[INFORMATION SUPPLIED — start]

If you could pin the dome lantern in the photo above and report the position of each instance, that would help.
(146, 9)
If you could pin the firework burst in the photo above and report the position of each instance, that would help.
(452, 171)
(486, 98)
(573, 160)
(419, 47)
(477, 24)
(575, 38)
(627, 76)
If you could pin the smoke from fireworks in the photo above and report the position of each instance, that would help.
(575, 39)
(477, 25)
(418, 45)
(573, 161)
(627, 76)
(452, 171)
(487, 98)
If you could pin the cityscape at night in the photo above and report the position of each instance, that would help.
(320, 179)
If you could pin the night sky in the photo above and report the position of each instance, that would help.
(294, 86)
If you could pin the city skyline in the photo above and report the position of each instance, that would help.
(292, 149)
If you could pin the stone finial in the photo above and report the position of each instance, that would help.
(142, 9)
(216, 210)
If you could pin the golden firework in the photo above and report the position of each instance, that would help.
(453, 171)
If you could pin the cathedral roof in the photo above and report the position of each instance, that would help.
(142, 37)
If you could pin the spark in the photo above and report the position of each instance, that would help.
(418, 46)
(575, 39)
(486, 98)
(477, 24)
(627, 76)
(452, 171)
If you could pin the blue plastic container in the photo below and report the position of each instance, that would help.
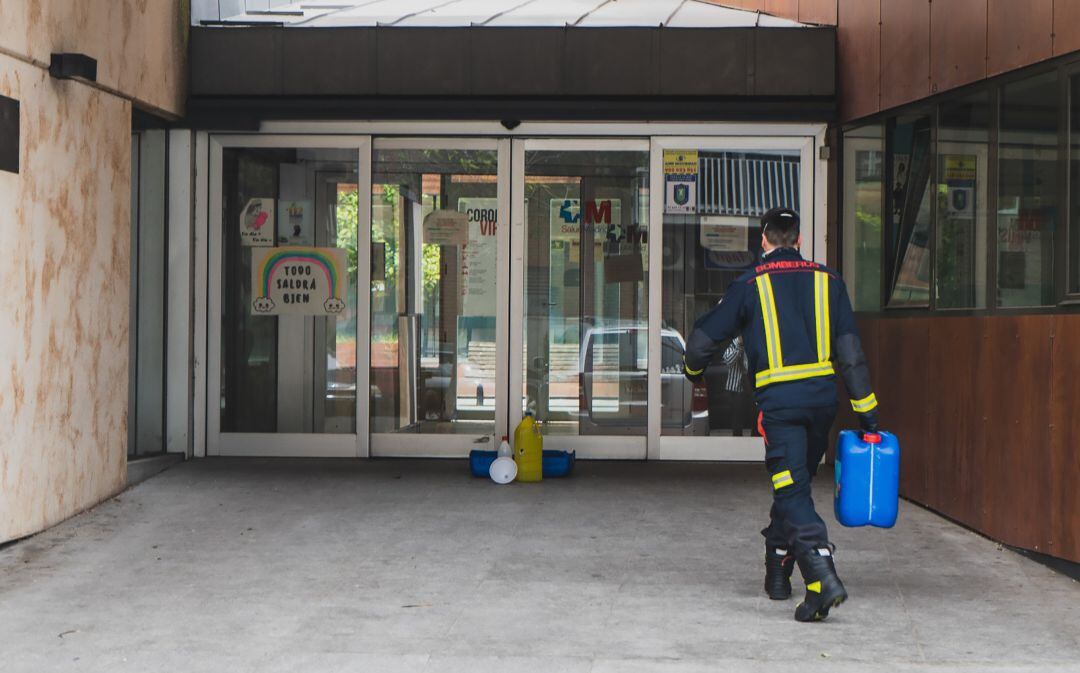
(867, 479)
(555, 462)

[INFORMATION SUPPLIED — finish]

● HOW TO COMPLETE THIS TASK: Reproduce the listing exactly, images omitted.

● TASK OUTPUT:
If you could pin the dome lantern in the photo above and report the position of each instance, that would help.
(146, 9)
If you could pin the firework burst in the photo above and report the position of each instance, that would help.
(452, 171)
(486, 98)
(573, 160)
(419, 47)
(477, 24)
(575, 38)
(627, 76)
If you could pin the smoke from fireworks in the photo above and report the position of each instance, that would help.
(575, 39)
(477, 25)
(418, 45)
(573, 161)
(627, 76)
(452, 171)
(487, 98)
If you could pin the cityscape at night in the photo above and report the position of each instance, that would help.
(320, 179)
If you could pin the night sky in the photo above and report the position of each instance, that would help.
(294, 86)
If you could pin the city skyline in the photo above and report the position of each instance, that would help.
(292, 149)
If you could pin the stone finial in the photo above and report the position of each instance, that would help.
(142, 9)
(216, 210)
If you could pin the golden firework in the photo above and report the position of each instance, that would help.
(453, 171)
If you could pin the cathedral roof in the photo above and report the position of each instance, that would help.
(142, 37)
If you could pin the spark in the photo above and report the position of each instance, that would help.
(418, 46)
(575, 39)
(486, 98)
(477, 24)
(627, 76)
(452, 171)
If you could pin the blue plastic container in the photo below and report the position of each instance, that would help.
(867, 479)
(555, 462)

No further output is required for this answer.